(Data excerpts begins)
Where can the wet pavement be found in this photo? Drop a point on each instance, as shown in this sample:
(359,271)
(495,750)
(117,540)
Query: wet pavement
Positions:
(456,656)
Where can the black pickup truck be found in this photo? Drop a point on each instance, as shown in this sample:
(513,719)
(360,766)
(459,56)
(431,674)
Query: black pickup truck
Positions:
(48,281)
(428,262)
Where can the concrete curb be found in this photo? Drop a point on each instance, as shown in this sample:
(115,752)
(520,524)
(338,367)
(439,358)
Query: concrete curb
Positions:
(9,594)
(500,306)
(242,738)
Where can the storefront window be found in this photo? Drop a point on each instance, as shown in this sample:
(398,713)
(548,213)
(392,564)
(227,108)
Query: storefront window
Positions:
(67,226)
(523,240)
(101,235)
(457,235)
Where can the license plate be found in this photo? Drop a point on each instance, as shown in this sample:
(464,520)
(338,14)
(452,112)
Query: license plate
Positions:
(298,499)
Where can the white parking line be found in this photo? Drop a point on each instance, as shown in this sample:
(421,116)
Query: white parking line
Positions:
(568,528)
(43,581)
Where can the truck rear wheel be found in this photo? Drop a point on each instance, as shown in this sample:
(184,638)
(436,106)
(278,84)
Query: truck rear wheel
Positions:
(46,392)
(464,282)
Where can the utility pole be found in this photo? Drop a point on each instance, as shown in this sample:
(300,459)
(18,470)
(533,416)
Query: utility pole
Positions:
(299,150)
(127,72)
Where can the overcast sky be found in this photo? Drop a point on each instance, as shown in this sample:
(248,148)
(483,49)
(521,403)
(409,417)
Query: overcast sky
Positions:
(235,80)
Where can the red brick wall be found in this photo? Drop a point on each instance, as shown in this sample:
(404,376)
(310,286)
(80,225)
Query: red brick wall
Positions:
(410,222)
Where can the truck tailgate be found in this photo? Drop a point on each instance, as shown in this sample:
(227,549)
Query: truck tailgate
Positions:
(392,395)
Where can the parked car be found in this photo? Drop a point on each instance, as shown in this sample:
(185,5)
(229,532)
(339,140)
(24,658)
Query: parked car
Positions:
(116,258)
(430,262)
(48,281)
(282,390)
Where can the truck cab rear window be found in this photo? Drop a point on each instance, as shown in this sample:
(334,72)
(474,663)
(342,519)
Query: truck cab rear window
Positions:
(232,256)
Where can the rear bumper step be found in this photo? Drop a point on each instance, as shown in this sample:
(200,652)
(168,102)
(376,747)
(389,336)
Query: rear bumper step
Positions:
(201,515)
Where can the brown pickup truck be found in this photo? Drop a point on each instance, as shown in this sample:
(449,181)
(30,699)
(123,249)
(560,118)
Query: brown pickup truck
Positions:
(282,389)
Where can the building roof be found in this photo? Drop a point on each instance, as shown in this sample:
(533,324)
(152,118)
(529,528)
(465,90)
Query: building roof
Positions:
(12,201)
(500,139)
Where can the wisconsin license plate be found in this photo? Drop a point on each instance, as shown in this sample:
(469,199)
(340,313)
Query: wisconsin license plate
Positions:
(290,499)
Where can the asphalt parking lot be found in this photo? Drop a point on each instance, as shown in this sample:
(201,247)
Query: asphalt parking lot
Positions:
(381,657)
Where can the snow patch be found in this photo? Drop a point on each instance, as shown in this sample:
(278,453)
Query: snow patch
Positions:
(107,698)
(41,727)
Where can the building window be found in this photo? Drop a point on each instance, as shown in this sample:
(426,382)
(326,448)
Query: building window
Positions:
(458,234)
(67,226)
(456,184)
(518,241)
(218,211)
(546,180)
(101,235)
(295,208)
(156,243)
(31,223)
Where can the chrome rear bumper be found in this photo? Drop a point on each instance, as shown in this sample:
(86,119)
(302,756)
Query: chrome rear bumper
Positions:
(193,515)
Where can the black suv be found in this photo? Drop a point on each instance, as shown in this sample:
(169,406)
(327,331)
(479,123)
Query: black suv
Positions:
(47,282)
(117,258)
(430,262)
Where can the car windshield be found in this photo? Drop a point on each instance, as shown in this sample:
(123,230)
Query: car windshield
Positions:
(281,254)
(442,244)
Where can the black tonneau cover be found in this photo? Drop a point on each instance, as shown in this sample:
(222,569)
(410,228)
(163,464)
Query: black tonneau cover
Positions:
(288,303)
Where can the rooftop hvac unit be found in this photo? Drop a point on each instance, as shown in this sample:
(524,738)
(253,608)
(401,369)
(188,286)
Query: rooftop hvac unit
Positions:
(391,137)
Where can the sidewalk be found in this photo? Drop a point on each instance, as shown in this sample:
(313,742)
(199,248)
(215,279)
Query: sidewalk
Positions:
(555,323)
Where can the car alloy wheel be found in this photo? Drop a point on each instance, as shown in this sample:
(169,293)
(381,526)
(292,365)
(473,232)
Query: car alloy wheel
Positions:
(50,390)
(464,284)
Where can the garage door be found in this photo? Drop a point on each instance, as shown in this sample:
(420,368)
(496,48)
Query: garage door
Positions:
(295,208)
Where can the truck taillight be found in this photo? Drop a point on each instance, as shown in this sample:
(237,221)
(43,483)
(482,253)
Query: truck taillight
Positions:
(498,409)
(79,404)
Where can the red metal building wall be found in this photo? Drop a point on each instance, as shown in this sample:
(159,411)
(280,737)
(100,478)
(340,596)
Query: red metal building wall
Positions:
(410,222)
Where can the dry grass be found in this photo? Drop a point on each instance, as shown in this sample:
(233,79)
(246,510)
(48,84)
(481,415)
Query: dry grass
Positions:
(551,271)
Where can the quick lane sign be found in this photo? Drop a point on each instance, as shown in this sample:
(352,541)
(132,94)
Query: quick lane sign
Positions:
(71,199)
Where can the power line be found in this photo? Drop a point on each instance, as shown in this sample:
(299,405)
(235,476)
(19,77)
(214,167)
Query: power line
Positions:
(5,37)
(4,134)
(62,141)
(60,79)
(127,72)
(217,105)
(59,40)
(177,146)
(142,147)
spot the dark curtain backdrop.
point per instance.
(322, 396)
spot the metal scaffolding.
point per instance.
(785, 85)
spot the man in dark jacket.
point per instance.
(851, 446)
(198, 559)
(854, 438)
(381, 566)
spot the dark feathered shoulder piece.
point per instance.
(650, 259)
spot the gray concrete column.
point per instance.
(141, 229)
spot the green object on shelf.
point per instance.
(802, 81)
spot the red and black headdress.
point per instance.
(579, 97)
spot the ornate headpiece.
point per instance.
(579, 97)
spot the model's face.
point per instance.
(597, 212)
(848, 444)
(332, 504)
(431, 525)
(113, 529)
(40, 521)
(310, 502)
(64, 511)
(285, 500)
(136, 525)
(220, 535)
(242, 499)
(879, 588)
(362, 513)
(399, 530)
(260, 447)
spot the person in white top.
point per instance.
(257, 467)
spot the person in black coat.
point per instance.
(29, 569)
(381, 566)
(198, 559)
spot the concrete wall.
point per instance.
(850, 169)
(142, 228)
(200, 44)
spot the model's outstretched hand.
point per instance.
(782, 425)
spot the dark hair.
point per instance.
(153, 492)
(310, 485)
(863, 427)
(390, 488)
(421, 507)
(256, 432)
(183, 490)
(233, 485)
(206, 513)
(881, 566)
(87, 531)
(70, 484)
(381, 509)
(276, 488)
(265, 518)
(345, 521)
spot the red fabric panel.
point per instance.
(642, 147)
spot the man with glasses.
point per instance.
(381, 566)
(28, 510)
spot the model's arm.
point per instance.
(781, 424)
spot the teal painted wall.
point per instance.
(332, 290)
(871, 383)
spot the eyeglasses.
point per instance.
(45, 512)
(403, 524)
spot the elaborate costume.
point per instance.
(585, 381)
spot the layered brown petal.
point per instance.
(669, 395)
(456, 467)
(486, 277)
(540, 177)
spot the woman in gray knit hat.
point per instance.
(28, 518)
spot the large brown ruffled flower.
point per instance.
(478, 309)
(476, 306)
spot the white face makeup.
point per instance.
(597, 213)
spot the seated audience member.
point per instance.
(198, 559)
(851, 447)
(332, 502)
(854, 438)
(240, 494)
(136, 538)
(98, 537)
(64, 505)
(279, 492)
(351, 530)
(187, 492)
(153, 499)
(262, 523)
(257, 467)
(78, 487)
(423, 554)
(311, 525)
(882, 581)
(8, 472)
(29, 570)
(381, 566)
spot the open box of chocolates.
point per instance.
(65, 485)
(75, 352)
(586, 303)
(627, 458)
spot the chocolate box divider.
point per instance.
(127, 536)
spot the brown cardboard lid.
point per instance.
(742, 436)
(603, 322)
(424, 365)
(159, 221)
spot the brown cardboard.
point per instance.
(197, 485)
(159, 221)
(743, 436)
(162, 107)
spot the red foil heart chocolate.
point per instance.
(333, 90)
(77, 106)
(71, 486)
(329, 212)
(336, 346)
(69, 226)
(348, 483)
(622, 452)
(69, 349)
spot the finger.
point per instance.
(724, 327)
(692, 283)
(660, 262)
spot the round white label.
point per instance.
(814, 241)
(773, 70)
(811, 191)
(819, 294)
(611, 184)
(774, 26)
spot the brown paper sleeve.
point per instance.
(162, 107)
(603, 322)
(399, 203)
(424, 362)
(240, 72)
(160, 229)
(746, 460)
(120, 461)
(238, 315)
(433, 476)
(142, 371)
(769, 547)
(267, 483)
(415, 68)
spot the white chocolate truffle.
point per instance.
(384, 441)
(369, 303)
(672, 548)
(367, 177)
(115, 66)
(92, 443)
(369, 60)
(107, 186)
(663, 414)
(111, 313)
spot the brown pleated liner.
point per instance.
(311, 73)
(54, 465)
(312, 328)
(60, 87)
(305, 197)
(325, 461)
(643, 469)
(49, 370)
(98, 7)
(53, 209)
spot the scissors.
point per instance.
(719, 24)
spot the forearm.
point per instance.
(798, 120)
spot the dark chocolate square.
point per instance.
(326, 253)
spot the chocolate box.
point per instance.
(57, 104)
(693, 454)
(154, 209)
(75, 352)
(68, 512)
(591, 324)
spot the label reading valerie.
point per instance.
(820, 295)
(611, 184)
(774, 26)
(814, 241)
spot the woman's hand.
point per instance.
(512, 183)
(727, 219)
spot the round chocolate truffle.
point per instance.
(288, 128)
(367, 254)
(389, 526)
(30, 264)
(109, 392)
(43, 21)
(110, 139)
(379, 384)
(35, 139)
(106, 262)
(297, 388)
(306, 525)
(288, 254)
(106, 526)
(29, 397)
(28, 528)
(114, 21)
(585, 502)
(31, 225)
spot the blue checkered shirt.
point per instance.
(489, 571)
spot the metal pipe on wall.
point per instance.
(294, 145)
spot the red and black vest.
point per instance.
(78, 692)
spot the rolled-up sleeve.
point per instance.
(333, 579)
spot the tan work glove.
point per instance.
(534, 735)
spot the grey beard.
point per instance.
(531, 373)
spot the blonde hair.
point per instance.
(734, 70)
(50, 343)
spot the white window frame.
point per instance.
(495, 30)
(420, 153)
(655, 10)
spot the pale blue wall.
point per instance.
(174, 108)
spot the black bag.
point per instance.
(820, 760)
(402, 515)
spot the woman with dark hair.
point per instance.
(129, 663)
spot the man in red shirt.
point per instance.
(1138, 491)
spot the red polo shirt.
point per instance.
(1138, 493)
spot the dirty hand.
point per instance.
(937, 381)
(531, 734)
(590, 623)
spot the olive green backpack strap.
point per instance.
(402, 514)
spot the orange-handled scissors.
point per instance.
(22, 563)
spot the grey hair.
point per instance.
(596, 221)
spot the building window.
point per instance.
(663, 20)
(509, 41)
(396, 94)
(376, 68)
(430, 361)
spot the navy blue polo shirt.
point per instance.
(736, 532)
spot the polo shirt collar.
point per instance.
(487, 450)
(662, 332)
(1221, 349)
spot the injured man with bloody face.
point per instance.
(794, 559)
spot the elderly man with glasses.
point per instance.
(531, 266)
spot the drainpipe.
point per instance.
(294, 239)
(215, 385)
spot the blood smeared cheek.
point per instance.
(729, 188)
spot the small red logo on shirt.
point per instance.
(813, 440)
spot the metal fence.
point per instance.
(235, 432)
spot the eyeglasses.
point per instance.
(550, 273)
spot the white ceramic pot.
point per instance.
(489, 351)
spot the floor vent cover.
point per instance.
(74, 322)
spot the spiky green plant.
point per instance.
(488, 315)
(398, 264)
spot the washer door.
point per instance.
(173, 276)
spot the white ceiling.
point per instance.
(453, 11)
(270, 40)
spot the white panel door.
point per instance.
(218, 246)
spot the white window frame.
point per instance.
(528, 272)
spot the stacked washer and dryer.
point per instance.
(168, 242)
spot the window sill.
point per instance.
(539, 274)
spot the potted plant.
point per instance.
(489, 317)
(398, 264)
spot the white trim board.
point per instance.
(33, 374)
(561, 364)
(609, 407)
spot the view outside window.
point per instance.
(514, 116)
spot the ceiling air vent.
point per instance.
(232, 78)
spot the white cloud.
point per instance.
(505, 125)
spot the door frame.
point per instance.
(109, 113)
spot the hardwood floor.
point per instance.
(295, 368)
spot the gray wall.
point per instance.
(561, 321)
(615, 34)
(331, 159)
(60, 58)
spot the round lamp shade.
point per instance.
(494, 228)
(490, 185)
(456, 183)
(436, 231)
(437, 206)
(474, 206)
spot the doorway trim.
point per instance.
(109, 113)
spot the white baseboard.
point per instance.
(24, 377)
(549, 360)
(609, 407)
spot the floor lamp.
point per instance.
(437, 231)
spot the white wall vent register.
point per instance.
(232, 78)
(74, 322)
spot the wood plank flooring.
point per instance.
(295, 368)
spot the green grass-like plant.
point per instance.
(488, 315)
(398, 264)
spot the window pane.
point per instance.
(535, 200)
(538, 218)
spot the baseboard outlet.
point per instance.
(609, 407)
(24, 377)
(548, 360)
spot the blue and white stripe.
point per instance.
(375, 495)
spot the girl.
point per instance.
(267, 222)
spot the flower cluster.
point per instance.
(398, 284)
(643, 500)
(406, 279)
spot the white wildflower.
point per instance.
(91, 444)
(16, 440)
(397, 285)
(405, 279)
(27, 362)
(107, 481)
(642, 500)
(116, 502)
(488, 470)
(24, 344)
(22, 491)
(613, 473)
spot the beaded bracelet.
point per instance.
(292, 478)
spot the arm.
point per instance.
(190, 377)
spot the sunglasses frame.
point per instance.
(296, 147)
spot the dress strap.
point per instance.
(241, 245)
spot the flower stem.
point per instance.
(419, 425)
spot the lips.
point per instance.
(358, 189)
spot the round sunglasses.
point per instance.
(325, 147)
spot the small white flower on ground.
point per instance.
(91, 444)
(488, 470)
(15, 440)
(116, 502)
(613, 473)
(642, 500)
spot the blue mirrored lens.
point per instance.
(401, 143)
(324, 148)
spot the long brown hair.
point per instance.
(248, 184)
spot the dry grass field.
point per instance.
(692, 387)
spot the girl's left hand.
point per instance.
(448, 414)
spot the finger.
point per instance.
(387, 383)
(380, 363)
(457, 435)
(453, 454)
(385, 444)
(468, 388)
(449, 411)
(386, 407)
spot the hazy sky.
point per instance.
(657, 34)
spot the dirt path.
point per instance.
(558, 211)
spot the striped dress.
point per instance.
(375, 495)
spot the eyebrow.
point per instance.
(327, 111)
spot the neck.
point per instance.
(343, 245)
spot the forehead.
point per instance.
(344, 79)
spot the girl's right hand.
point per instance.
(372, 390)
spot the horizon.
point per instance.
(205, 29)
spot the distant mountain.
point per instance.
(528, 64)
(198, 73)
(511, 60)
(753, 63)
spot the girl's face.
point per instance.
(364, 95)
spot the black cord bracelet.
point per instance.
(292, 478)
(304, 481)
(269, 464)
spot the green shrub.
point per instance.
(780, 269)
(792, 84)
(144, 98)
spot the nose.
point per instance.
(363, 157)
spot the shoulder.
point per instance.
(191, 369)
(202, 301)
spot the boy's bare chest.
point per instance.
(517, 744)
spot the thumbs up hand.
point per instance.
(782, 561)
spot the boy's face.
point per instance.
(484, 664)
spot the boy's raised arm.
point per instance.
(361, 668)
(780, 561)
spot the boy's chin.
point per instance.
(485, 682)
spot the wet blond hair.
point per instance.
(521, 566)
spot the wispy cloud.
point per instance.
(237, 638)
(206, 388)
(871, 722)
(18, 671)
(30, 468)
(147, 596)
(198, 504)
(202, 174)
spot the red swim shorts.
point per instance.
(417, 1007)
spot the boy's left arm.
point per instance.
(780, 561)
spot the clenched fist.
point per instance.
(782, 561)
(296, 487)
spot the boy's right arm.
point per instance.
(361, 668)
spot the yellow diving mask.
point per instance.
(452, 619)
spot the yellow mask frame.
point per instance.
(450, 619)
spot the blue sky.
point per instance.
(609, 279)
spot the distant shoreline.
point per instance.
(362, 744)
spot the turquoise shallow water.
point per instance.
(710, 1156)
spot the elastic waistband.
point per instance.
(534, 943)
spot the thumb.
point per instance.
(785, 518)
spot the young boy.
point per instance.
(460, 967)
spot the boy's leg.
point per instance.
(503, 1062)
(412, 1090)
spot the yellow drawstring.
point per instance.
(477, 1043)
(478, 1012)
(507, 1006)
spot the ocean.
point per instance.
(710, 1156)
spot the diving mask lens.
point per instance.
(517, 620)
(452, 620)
(Data excerpts ends)
**Task prompt**
Across the records above, count the lines holding "model" and write down only that count.

**Worked solution**
3